◆ Written problem A
In the liner hanger passage below, restate the paragraph that begins "The operator then increases the pressure" as a short list that keeps its main facts.
◆ Written problem B
Decide whether each statement agrees with the liner hanger passage below. Answer yes or no for each, and quote the words from the passage that settle it.
(i) Slacking off weight on drill pipe 37 makes slips 77 grip casing 11.
(ii) When no reentry is desired, the operator goes on to cementing.
(iii) Torque on threaded stem 99 produces enough downward force to shear reentry shear screws 97.
◆ Written problem C
Carry on the liner hanger passage below, starting after its last sentence.

◆ Selection

While drilling, if it is desired to repair or replace portions of the bottom hole assembly, the operator drops sealing element 70 down drill pipe 37, As illustrated in FIG 7, sealing element 70 lands on seat 69 in liner hanger control tool 47. The drilling fluid pressure now communicates only with upper chamber 61 because of sealing element 70 is blocking the entrance to lower port 67, This results in upward movement of outer sleeve 53 and fingers 75 relative to mandrel 49, causing liner hanger slips 77 to move to the set or extended position in contact with casing 11 (FIG 1). The operator slacks off weight on drill pipe 37, which causes slips 77 to grip casing 11 and support the weight of outer string 13.
The operator then increases the pressure of the drilling fluid in drill pipe 37 above sealing element 70 to a second level. This increased pressure shears seat 69, causing sealing element 70 and seat 69 to move downward out of liner hanger control tool 47 as shown in FIG 8. Sealing element 70 drops down into engagement with seat 103 in cone mandrel 91 as shown in FIG 9. The drilling fluid pressure acts on sealing element 70, shears shear screws 95, and pushes cone mandrel 91 from the set position to the released position shown in FIG 9.
When in the released position, the drilling fluid flow will be bypassed around sealing element 70 and flow downward and out pilot bit 29 (FIG 1). This drop in flow pressure may provide an indication to the operator that axial locks 89 have retracted. The operator then pulls inner string 27 from the well, leaving outer string 13 suspended by liner hanger 25.
If no reentry is desired, the operator would then proceed to cementing.
If reentry is desired, the operator then attaches the new components, such as a new drill bit 29. The operator also reinstalls seat 69 as shown in FIG 10. The operator places threaded stem 99 of drill lock tool 45 in the upper position shown in FIG 11.
The operator places cone mandrel 91 in the upper or run-in position and installs reentry shear screws 97 and set shear screw 95. The operator re-runs inner string 27, A lower portion of housing 81 will eventually land on a shoulder in profile nipple 21 as shown in FIG 11. If before reaching the shoulder in profile nipple 21, the operator needs to perform some drilling with drill bit 29 by rotating inner string 27, he may do so before engaging drill lock tool 45 with profile nipple 21. As the operator starts to rotate the upper portion of drill pipe 37, a component of the force would tend to rotate threaded stem 99 relative to the housing 81, exerting a downward force on cone mandrel 91. However, the high pitch, multi-start thread preferably utilized for threads 101 will not transmit a large enough downward force to shear reentry shear screws 97 in response to the application of torque to threaded stem 99. Rather, torque is transferred through threads 1.01 to housing 81, the lower end of which is connected to the lower portion of inner string 27. Consequently, the rotation of the entire inner string 27 would occur without any rotation of outer string 13.

◆ Stored rows
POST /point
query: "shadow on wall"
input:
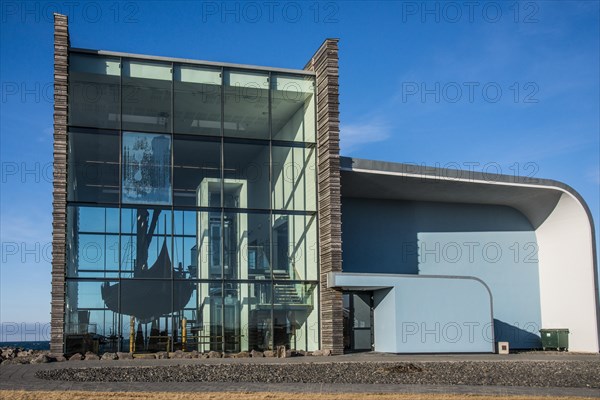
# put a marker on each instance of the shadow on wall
(380, 236)
(524, 337)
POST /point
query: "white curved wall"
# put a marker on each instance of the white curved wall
(566, 265)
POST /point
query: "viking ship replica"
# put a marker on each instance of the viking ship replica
(149, 299)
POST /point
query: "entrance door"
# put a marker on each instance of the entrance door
(358, 321)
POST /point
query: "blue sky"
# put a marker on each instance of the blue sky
(504, 86)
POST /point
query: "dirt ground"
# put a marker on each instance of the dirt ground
(22, 395)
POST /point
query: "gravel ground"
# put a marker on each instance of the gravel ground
(505, 373)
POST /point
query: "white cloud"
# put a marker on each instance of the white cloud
(372, 130)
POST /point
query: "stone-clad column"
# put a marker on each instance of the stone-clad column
(59, 189)
(325, 65)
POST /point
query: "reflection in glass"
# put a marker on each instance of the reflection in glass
(93, 242)
(294, 178)
(246, 112)
(197, 100)
(293, 108)
(295, 319)
(246, 176)
(196, 172)
(146, 96)
(87, 319)
(93, 166)
(146, 168)
(94, 91)
(144, 234)
(203, 316)
(295, 252)
(246, 245)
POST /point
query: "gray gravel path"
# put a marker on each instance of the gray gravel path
(504, 373)
(23, 377)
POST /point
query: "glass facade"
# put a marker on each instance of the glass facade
(191, 211)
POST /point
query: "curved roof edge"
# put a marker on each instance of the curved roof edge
(427, 172)
(539, 190)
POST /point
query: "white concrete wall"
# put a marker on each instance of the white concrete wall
(426, 314)
(566, 260)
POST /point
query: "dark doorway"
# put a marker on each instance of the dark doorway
(358, 321)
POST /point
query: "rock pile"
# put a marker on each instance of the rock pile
(13, 355)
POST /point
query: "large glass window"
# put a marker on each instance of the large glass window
(192, 223)
(196, 172)
(295, 320)
(294, 178)
(93, 250)
(197, 100)
(147, 96)
(146, 168)
(293, 108)
(295, 252)
(146, 243)
(246, 175)
(93, 166)
(246, 112)
(94, 91)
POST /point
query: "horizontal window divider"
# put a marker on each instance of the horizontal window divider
(238, 140)
(91, 130)
(78, 279)
(190, 62)
(197, 137)
(296, 144)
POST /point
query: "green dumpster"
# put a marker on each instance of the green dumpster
(555, 339)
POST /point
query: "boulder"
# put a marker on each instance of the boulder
(89, 356)
(109, 356)
(280, 352)
(177, 354)
(214, 354)
(41, 359)
(124, 356)
(326, 352)
(25, 353)
(256, 354)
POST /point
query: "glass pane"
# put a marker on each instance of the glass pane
(294, 178)
(146, 243)
(147, 96)
(197, 100)
(209, 259)
(197, 172)
(197, 251)
(93, 167)
(246, 245)
(94, 96)
(293, 108)
(203, 313)
(87, 318)
(362, 339)
(362, 310)
(295, 251)
(91, 253)
(295, 316)
(256, 316)
(246, 176)
(146, 168)
(246, 105)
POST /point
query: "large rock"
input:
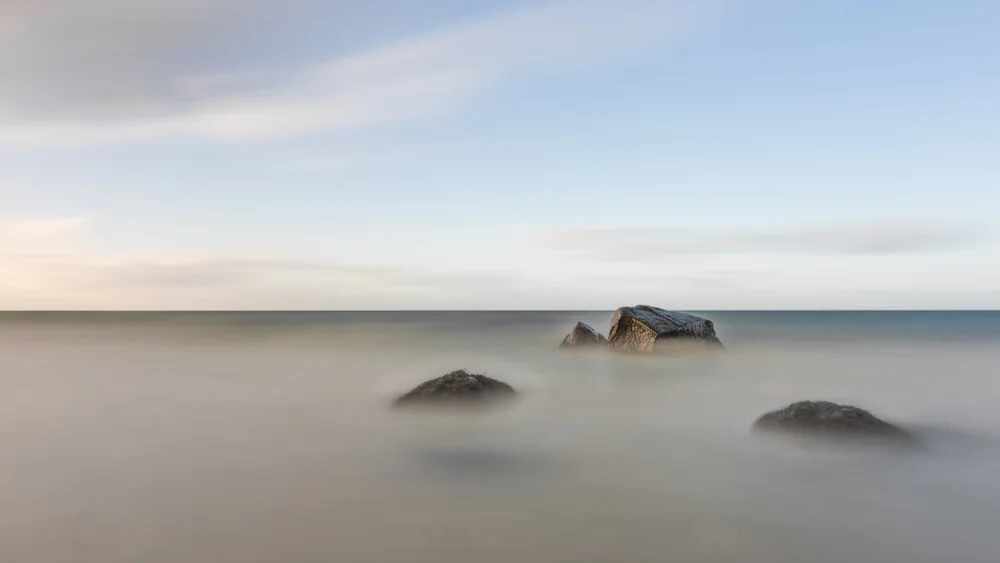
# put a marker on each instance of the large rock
(457, 388)
(583, 335)
(828, 419)
(648, 329)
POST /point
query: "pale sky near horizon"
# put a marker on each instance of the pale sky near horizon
(499, 154)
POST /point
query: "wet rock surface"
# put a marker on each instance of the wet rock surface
(824, 418)
(583, 336)
(646, 329)
(457, 388)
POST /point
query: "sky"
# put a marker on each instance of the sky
(499, 154)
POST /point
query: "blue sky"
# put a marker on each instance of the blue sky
(499, 154)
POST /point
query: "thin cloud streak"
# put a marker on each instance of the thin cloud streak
(409, 80)
(645, 244)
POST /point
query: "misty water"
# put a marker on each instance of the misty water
(218, 438)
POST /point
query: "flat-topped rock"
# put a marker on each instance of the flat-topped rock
(645, 329)
(457, 388)
(828, 419)
(583, 336)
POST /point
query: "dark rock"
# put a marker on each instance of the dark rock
(583, 335)
(828, 419)
(648, 329)
(457, 388)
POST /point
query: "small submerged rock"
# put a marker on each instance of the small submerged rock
(583, 335)
(645, 329)
(457, 388)
(823, 418)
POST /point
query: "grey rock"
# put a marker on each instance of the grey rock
(457, 388)
(645, 329)
(828, 419)
(583, 335)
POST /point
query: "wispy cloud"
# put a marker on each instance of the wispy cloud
(412, 79)
(51, 264)
(646, 244)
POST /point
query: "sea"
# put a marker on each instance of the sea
(268, 437)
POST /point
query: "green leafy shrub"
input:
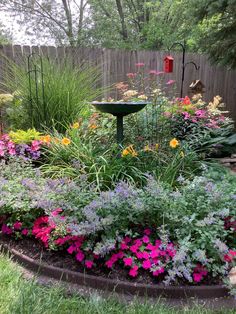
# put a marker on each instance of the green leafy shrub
(88, 150)
(57, 101)
(202, 125)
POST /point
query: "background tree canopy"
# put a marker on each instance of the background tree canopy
(208, 26)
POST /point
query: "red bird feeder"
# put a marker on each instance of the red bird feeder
(168, 64)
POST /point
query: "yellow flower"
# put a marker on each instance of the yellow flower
(65, 141)
(45, 139)
(129, 151)
(75, 125)
(174, 143)
(93, 126)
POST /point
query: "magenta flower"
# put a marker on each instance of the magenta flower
(153, 72)
(140, 64)
(232, 252)
(170, 82)
(17, 225)
(145, 255)
(134, 248)
(6, 229)
(146, 239)
(56, 212)
(80, 256)
(147, 231)
(155, 253)
(134, 271)
(89, 264)
(186, 115)
(71, 249)
(131, 75)
(25, 232)
(128, 261)
(123, 246)
(139, 255)
(197, 277)
(109, 263)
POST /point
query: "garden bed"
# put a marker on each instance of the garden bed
(58, 265)
(24, 252)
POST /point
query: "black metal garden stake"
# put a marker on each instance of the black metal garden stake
(36, 81)
(183, 46)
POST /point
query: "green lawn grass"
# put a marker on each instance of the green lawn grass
(18, 296)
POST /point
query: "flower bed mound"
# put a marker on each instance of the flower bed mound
(33, 249)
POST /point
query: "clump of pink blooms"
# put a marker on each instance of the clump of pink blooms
(136, 254)
(28, 151)
(143, 253)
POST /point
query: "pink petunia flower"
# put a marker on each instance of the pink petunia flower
(89, 264)
(133, 271)
(71, 249)
(146, 255)
(140, 64)
(228, 258)
(146, 239)
(128, 261)
(197, 277)
(147, 264)
(147, 231)
(170, 82)
(25, 232)
(80, 256)
(131, 75)
(232, 252)
(17, 225)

◆ Written answer A
- The operator raises the drilling fluid pressure in drill pipe 37 above sealing element 70 to a second level.
- This shears seat 69, so sealing element 70 and seat 69 move down out of liner hanger control tool 47 (FIG 8).
- Sealing element 70 drops onto seat 103 in cone mandrel 91 (FIG 9).
- Fluid pressure on sealing element 70 shears shear screws 95 and pushes cone mandrel 91 from the set position to the released position (FIG 9).

◆ Written answer B
(i) Yes: "The operator slacks off weight on drill pipe 37, which causes slips 77 to grip casing 11"
(ii) Yes: "If no reentry is desired, the operator would then proceed to cementing."
(iii) No: "will not transmit a large enough downward force to shear reentry shear screws 97 in response to the application of torque to threaded stem 99"

◆ Written answer C
Once drill lock tool 45 has landed on the upward facing shoulder in profile nipple 21 as shown in FIG 11, the operator will actuate drill lock tool 45 to latch it to profile nipple 21.
He does this by slacking off considerable weight on inner string 27 while holding torque on inner string 27. The increased downward force on threaded stem 99 transfers through reentry shear screws 97 to outer housing 81 of drill lock tool 45, causing reentry shear screws 97 to shear. Then, rotating the upper portion of inner string 37 will cause threaded stem 99 to move downward, pushing cone mandrel 91 from the upper run-in position downward to the set position shown in FIG 6. Once axial locks 89 are locked with the profile nipple 21, the operator can pick up inner string 37, which lifts outer string 13 with it, causing liner hanger slips 77 (FIG 3) to move down to the retracted position.
The operator may start pumping drilling fluid through inner string 27. The drilling fluid will exert pressure within chambers 61 and 63, thereby causing collet sleeve 74 to move downward to the lower position shown in FIG 10. In the lower position, collet sleeve 74 prevents liner hanger slips 77 (FIG 3) from inadvertently moving upward to a set position.
At the desired total depth for liner 19, the operator repeats the process to set liner hanger 25 and remove inner string 27 from outer string 13.
At the total depth for liner 19, outer string 13 will be in a much lower position than shown in FIG 1. Liner hanger 25 will be located a short distance above the lower end of casing 11. Liner hanger 25 will be supporting the weight of outer string 13 and transferring that weight to casing 11. The operator then assembles a cementing string 123, an example of which is shown in FIG's 12A and 12B. Cementing string 123 includes an inner conduit 125 that would likely comprise the same drill pipe as drill pipe 37, but it could comprise tubing or other conduits. A packer actuator 127 is supported on inner conduit 125.
Packer actuator 127 has a plurality of lugs 129 that are biased radially outward. A packer running tool 131 is secured to the lower end of packer actuator 127 in this example. Packer running tool 131 is releasably connected by a release element 133 to a packer 135. Release element 133 could comprise a set of shear screws or it could be other types of latch members, including those that release in response to rotation. Packer 135 is of a type that has an elastomeric element 137 that sets in response to downward movement of slips 139. Slips 139 will grip the interior of casing 11 (FIG 1) to hold packer 135 in a set position. Packer 135 is optional, and in some wells may not be required.
An optional tieback receptacle 141 extends upward a selected distance from packer 135 for subsequently receiving a tieback casing string (not shown). Tieback receptacle 141 comprises a cylindrical pipe having a smooth bore that is substantially the same inner diameter as liner 19 in this example. A tieback sealing element 143 extends below packer 135. Tieback sealing element 143 comprises a cylindrical member having sealing bands 145 on its exterior for sealing engagement with tieback receptacle 23 (FIG 1).
Tieback sealing element 143 has the same outer diameter as tieback receptacle 141 in this embodiment. A
running tool pack off 147 comprising cup seals is connected to packer running tool 131.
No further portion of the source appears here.